═══ Records for processing ═══

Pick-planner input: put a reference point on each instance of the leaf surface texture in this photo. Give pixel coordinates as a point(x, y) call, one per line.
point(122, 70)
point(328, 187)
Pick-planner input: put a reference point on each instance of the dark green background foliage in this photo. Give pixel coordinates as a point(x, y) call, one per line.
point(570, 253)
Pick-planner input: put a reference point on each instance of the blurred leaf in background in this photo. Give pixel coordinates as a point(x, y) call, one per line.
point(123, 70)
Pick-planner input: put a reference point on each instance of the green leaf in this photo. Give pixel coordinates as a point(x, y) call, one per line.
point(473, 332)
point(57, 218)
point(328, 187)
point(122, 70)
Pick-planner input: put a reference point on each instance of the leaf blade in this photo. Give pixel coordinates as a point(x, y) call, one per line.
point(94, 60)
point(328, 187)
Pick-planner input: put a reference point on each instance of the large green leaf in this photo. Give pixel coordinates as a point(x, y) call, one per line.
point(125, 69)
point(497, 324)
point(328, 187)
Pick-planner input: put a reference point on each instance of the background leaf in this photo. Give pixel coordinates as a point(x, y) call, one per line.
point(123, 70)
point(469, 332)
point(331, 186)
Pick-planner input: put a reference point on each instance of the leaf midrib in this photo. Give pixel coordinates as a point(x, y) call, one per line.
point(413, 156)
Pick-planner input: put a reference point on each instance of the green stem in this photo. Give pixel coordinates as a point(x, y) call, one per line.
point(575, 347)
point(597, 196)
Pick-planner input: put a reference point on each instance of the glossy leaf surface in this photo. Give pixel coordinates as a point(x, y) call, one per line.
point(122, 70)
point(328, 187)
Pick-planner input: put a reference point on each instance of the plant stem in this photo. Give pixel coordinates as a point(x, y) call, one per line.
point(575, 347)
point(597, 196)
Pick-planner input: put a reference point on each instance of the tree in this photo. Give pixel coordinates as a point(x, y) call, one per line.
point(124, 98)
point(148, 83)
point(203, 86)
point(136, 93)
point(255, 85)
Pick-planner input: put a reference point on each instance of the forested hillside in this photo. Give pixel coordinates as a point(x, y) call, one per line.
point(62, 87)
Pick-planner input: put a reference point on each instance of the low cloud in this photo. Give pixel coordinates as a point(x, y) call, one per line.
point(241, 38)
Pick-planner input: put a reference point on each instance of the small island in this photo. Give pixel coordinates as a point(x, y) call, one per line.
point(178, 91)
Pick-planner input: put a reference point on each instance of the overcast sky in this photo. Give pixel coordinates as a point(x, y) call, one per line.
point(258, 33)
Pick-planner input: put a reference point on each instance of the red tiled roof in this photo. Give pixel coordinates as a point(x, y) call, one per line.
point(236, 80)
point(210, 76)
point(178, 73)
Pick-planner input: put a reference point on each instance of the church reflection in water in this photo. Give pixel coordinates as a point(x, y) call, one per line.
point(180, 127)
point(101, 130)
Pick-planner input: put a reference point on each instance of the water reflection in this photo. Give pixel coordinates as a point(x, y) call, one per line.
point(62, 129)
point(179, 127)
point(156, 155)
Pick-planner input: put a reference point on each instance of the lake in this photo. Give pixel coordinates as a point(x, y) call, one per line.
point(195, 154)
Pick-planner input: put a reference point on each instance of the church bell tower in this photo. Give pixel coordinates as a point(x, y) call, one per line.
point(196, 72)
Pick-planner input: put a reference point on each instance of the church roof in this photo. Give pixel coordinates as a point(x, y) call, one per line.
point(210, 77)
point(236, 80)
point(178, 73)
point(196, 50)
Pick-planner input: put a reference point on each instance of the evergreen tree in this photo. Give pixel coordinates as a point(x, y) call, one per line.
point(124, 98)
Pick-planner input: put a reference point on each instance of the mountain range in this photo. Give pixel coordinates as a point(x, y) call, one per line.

═══

## Work to do
Can you return all of the entries above verbatim, with no changes at all?

## Answer below
Pick-planner input: put a reference point on each instance of the leaf surface texture in this photo. Give pixel coordinates as a point(x, y) call, one per line.
point(122, 70)
point(328, 187)
Pick-planner input: put a reference point on each instance of the dark green background foliage in this photo. Give pixel coordinates as a point(x, y) call, one per line.
point(570, 253)
Pick-planner input: put a reference point on each instance of the blurred leaf in background in this photo. Give pixel coordinates as a point(x, y) call, one per line.
point(123, 70)
Pick-planner input: put a reference point on each instance of the green leaf in this photo. Give pixel coordinates as a point(x, y) call, one per line.
point(473, 332)
point(57, 218)
point(328, 187)
point(122, 70)
Pick-planner input: put a reference point on each instance of the leaf blade in this photo. Give pixel coordinates as a point(x, y) call, one per line.
point(94, 60)
point(328, 187)
Pick-planner input: put a reference point on each instance of the large green leaf in this photo. Give pixel coordinates as a point(x, y) call, one per line.
point(125, 69)
point(497, 324)
point(328, 187)
Pick-planner input: put a reference point on each instance of the background leaf in this photo. Give pixel coordinates as a point(x, y) call, one per line.
point(123, 70)
point(469, 332)
point(331, 186)
Pick-planner input: put a reference point on each instance of the leaf midrib in this photo. Give pixel coordinates as a point(x, y) call, one per line.
point(413, 156)
Pick-planner input: put a reference point on each instance of the green stem in this photo. Give pixel coordinates as a point(x, y) call, one per line.
point(575, 347)
point(597, 196)
Pick-planner input: put a reference point on each instance of the glossy leaf surface in this photo. Give pixel coordinates as a point(x, y) call, one per line.
point(122, 70)
point(328, 187)
Pick-planner input: put a reference point on each instance of the plant stem in this photo. Give pixel coordinates as a point(x, y) call, one per line.
point(575, 347)
point(597, 196)
Pick-planner input: put a reference point on each instance of the tree in this photo. Give pixel coordinates as a point(x, y) call, one per line.
point(124, 98)
point(148, 83)
point(203, 86)
point(136, 93)
point(255, 85)
Pick-planner input: put a reference point on each instance of the forested hillside in this photo. Give pixel coordinates as a point(x, y) call, one per line.
point(62, 87)
Pick-planner input: put a reference point on each instance of the low cloud in this photo. Give pixel coordinates as a point(x, y) call, one per line.
point(241, 38)
Pick-planner input: put a reference point on each instance of the small island in this photo. Give pixel coordinates as a point(x, y) call, one per line.
point(178, 91)
Pick-planner input: put a reference point on each instance of the overcast sky in this photo. Give pixel coordinates as a point(x, y) call, one per line.
point(258, 33)
Pick-planner input: put a reference point on each instance of the red tiled roof in this photo. Give pixel coordinates as a point(x, y) call, one per line.
point(236, 80)
point(210, 76)
point(178, 73)
Pick-planner input: put a reference point on each instance of the church reflection in water in this photo. Give pixel coordinates as a point(x, y) call, one per line.
point(180, 127)
point(101, 130)
Pick-planner input: put a reference point on each instance of the water reflection in this photo. Give pixel coordinates as a point(x, y) call, one per line.
point(62, 129)
point(179, 127)
point(156, 155)
Pick-planner input: put a reference point on each instance of the lake in this photo. Give pixel coordinates as a point(x, y) call, one per line.
point(195, 154)
Pick-planner input: put a reference point on each instance of the church bell tower in this photo. Give pixel coordinates as a point(x, y) call, one per line.
point(196, 72)
Pick-planner input: put a reference point on each instance of the church roof in this photo. Give pixel coordinates as a point(x, y) call, one per line.
point(210, 77)
point(236, 80)
point(178, 73)
point(196, 50)
Pick-planner input: put a reference point on each instance of the evergreen tree in this photo. Give pixel coordinates as a point(x, y) call, one per line.
point(124, 98)
Pick-planner input: put a reference point on each instance of the mountain range in this photo. Give pixel coordinates as a point(x, y) call, one per line.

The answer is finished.